Extrait fourni:
**********
Pollution industrielle : "les habitants du Golfe de Fos vivent avec les fenêtres fermées"

Par Bruno Martrette

Une étude dans le golf de Fos révèle que 63 % des habitants souffrent d'une maladie chronique. La chercheuse Yolaine Ferrier raconte ce quotidien face à la pollution industrielle. 

Gilles_Paire/epictura

Fos-sur-Mer et Port-Saint-Louis-du-Rhône sont deux villes des Bouches-du-Rhône situées sur le front industriel de la zone portuaire de Fos. Celle-ci est comprise elle-même dans le plus vaste complexe industriel de l'étang de Berre. Depuis les années 2000 et sur la base d’observations, leurs 24 000 habitants s’inquiètent de l’impact du cumul des expositions aux polluants environnementaux sur leur santé.
**********
Données fournies:
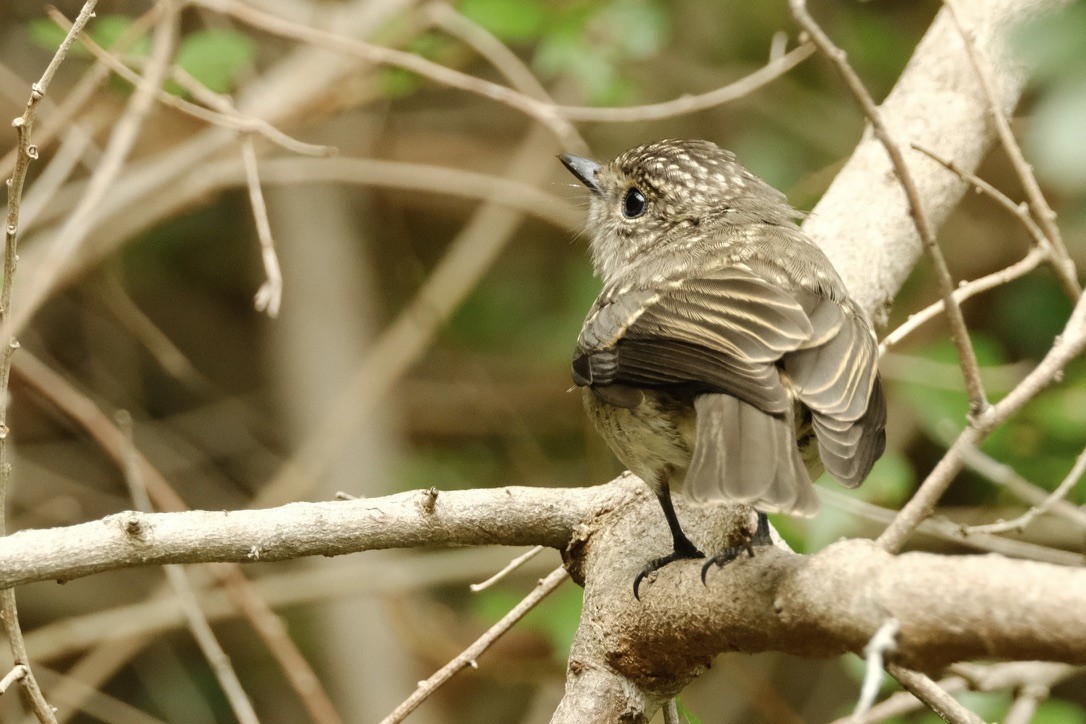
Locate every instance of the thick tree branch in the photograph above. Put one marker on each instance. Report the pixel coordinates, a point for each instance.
(508, 516)
(939, 103)
(949, 608)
**********
Actions à mener:
a. Selon l'extrait fourni sur la pollution industrielle à Fos, combien d'habitants comptent au total Fos-sur-Mer et Port-Saint-Louis-du-Rhône ?
b. Indiquez si chacune des affirmations suivantes concorde avec l'extrait fourni sur la pollution industrielle à Fos, en répondant par oui ou par non et en citant les mots décisifs de l'extrait : (i) Fos-sur-Mer et Port-Saint-Louis-du-Rhône sont situées dans les Bouches-du-Rhône ; (ii) l'étude révèle que la moitié des habitants souffre d'une maladie chronique ; (iii) les habitants s'inquiètent de l'impact des polluants sur leur santé depuis les années 1980.
c. Rédigez la suite de l'extrait fourni sur la pollution industrielle à Fos, à partir de sa dernière phrase.
Les données ci-dessus proviennent d'une autre source que l'extrait.

Réponses dans l'ordre:
a. Ces deux villes comptent 24 000 habitants.

b.
(i) Oui : « deux villes des Bouches-du-Rhône ».
(ii) Non : « 63 % des habitants souffrent d'une maladie chronique ».
(iii) Non : « Depuis les années 2000 ».

c.
Des craintes confirmées cette semaine par une étude (1) basée sur la santé de 816 riverains. Elle démontre qu'ils sont davantage touchés par des affections respiratoires, diabètes et cancers. 63 % des habitants de ces deux communes souffrent ainsi d'au moins une maladie chronique contre 36,6 % en France. Contactée par Pourquoidocteur, Yolaine Ferrier, co-auteur de l’étude, raconte leur quotidien.

A quoi ressemble la vie de ces habitants ?
Yolaine Ferrier : La vie quotidienne de ces habitants est difficilement supportable. Leur principal apport de polluant est l'air qu'ils respirent tous les jours. Il y a des périodes de la journée où ces personnes sont tout simplement obligées de fermer leurs fenêtres que ce soit l'été, l'hiver, le jour ou la nuit parce. Ils sont constamment gênés par la pollution industrielle. Ceux qui sont asthmatiques en souffrent encore plus que les autres. Mais tout le monde est concerné. Ces riverains ne connaissent de répit au niveau de la sphère ORL (oto-rhino-laryngologie). Ils ont toujours des symptômes avec le nez bouché, ou qui coule. Les otites à répétition sont aussi extrêmement répandues.  


A plus long terme, quelles sont les conséquences ?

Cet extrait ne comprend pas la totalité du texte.